(Image point annotation entries)
------------

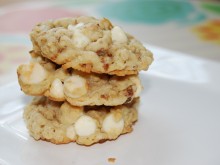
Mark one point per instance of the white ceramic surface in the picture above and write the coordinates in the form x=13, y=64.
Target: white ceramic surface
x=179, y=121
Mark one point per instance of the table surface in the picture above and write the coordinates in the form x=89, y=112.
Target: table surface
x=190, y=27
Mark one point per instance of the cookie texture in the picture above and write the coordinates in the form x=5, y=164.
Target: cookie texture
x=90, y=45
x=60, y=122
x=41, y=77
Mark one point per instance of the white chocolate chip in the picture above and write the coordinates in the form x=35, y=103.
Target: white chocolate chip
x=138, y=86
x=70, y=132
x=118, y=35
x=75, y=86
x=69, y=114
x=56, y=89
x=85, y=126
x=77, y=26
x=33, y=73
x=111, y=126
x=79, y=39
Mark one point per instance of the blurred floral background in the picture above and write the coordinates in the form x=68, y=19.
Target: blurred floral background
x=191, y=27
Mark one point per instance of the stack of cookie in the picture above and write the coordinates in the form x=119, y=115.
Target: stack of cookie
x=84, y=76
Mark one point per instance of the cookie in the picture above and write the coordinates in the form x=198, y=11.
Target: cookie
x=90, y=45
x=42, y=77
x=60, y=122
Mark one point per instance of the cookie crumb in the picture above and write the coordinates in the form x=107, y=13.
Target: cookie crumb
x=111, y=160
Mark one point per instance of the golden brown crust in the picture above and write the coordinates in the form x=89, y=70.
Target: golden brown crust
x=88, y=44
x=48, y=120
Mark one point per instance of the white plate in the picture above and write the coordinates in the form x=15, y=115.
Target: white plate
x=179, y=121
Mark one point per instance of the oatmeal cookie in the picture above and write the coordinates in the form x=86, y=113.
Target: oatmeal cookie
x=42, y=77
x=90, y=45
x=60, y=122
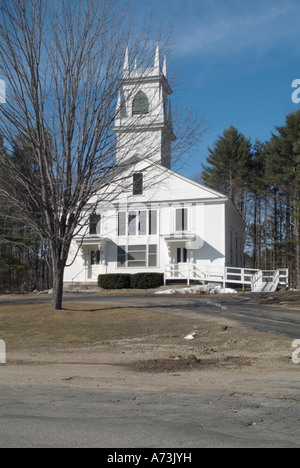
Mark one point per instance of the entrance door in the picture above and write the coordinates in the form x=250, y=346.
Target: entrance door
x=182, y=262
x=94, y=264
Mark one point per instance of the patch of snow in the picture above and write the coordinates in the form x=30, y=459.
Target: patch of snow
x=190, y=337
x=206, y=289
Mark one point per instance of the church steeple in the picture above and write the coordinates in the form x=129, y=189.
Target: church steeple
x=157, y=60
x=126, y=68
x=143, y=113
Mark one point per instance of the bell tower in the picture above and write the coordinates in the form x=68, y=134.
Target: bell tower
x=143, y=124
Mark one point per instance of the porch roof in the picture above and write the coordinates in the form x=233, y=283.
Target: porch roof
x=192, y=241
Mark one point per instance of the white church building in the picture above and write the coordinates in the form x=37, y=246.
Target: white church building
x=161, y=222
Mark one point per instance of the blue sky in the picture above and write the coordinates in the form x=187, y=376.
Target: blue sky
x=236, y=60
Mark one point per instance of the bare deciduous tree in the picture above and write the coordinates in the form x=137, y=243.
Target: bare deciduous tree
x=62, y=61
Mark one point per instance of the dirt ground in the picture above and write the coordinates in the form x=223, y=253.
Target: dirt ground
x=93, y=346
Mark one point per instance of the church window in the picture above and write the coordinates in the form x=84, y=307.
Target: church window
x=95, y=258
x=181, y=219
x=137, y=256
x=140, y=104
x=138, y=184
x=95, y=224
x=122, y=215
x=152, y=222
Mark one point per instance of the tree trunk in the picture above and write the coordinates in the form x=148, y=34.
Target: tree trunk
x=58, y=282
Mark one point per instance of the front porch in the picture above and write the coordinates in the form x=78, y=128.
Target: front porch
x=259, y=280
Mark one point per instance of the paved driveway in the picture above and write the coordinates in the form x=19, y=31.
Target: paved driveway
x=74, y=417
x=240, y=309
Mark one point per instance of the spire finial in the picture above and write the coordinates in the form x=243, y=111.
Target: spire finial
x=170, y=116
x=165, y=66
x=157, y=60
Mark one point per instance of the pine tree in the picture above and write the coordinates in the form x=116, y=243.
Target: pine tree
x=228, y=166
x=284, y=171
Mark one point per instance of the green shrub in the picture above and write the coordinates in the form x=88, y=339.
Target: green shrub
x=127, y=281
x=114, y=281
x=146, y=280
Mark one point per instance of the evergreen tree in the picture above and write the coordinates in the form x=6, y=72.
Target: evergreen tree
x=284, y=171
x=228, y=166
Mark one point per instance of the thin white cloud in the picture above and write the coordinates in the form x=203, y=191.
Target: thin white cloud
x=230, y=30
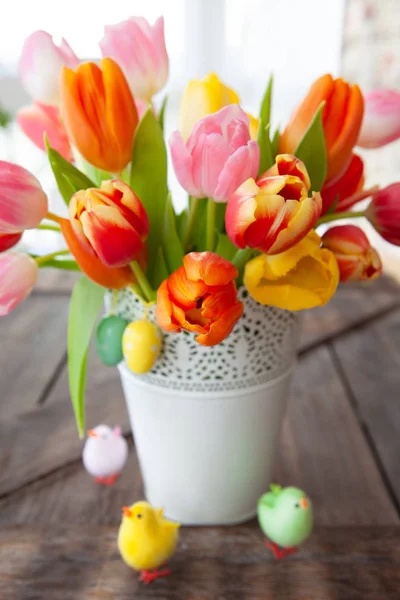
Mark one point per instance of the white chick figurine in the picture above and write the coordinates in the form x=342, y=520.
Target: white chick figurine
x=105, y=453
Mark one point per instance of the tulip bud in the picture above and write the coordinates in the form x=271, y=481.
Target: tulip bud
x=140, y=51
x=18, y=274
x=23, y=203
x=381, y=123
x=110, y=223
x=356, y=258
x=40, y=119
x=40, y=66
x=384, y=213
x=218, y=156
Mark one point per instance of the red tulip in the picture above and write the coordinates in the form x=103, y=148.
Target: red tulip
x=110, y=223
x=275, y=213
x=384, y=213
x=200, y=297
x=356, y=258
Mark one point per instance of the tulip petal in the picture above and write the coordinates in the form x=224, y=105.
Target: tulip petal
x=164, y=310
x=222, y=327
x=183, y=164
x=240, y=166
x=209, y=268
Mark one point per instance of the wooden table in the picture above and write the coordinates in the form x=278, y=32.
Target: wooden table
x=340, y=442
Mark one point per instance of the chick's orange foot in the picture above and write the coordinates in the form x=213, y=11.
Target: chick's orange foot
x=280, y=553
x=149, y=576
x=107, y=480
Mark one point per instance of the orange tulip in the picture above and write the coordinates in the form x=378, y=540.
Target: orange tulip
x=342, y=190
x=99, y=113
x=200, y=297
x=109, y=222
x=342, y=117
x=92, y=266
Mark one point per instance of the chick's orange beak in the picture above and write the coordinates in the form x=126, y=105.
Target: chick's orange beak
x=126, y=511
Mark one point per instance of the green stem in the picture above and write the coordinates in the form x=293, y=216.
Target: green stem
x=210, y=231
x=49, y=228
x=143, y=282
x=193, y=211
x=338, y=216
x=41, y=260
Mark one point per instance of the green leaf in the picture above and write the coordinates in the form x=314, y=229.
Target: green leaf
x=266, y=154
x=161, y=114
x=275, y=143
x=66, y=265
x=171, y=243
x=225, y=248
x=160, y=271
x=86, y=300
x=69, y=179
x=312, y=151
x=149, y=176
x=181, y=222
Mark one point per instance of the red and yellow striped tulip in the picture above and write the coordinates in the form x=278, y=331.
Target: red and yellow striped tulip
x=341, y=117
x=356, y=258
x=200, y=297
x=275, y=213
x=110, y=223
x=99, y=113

------------

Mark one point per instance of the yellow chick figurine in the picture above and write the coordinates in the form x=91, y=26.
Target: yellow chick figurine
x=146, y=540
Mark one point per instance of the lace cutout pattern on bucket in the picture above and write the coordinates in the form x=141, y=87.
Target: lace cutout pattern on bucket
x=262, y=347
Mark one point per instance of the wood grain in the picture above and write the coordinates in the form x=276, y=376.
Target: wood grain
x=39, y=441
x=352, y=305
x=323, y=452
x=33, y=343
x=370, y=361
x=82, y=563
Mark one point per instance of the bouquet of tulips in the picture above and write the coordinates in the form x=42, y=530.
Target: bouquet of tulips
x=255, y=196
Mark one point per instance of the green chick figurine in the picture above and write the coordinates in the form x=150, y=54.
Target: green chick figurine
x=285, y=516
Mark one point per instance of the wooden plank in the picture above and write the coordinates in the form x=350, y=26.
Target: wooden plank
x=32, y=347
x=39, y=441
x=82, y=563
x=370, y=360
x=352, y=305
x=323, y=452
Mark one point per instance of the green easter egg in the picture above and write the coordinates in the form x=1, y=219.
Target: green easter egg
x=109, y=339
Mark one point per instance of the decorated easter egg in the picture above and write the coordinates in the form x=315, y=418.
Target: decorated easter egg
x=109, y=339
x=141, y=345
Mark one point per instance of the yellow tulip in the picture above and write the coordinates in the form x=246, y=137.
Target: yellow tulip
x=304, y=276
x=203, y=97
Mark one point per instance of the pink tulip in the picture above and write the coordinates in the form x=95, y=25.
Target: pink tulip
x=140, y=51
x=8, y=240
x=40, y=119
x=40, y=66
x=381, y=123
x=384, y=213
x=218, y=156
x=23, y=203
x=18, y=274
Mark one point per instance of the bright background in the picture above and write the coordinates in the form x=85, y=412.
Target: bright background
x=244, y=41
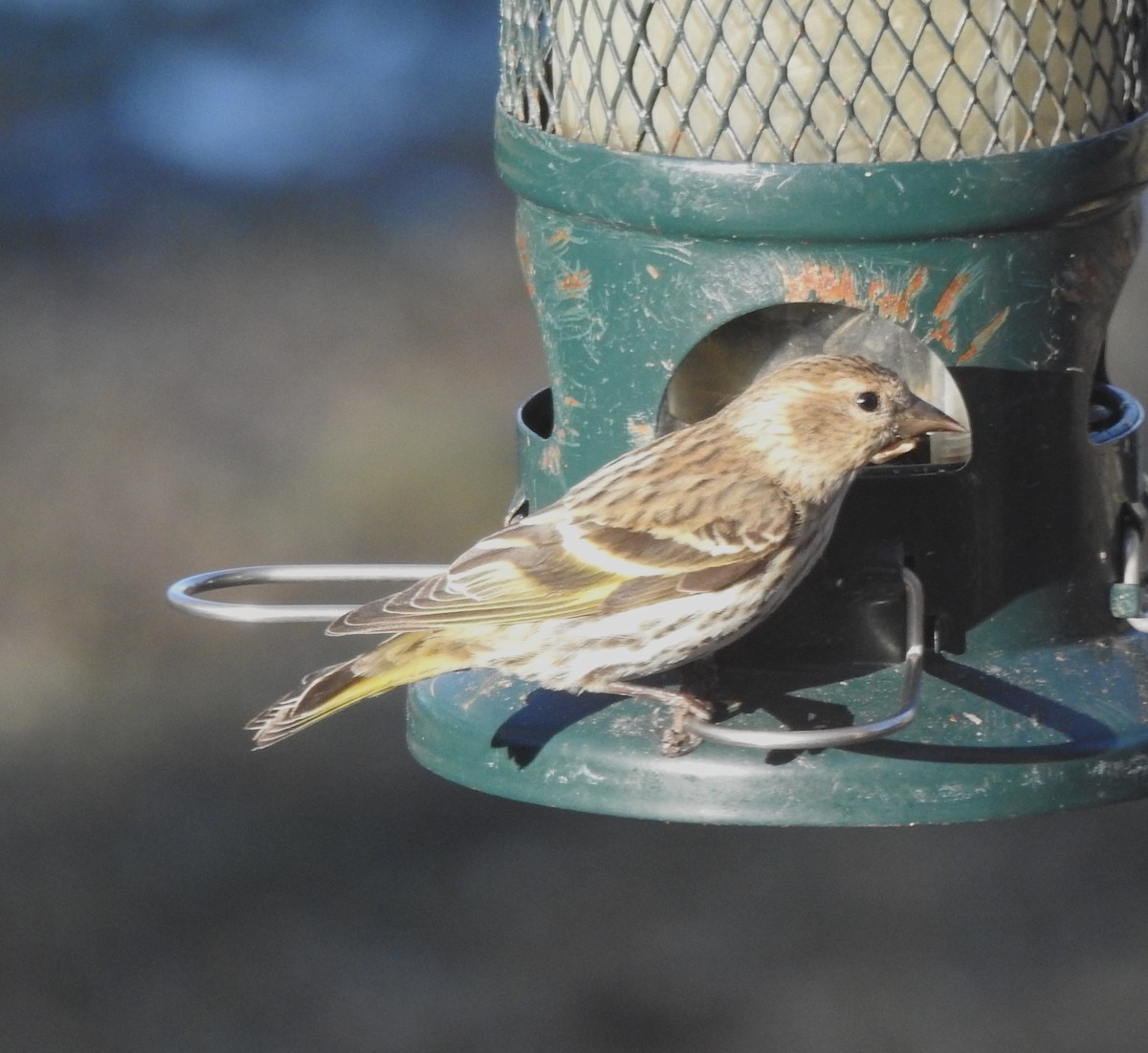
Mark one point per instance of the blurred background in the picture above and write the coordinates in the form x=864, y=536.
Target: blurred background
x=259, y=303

------------

**GIVEN EXERCISE**
Write out the records word for word, starting at the line that contains "Mark one point per instance of the wooden plank" and ending after the line that contains "x=203, y=97".

**WRITTEN SOLUTION**
Mark one point per instance of the wooden plank in the picture above and write the coordinates in the form x=350, y=26.
Target: wooden plank
x=32, y=347
x=39, y=441
x=82, y=563
x=370, y=360
x=352, y=305
x=323, y=452
Mark one point per instance of the green easter egg in the picture above and write the coordinates in the form x=1, y=219.
Target: green easter egg
x=109, y=339
Mark one point per instance of the decorated easter egg in the picture above and write the coordinates in the form x=315, y=418.
Target: decorated easter egg
x=109, y=339
x=141, y=345
Mark one point per instance of the yellow tulip in the picture above and write the coordinates in the form x=246, y=137.
Target: yellow tulip
x=304, y=276
x=203, y=97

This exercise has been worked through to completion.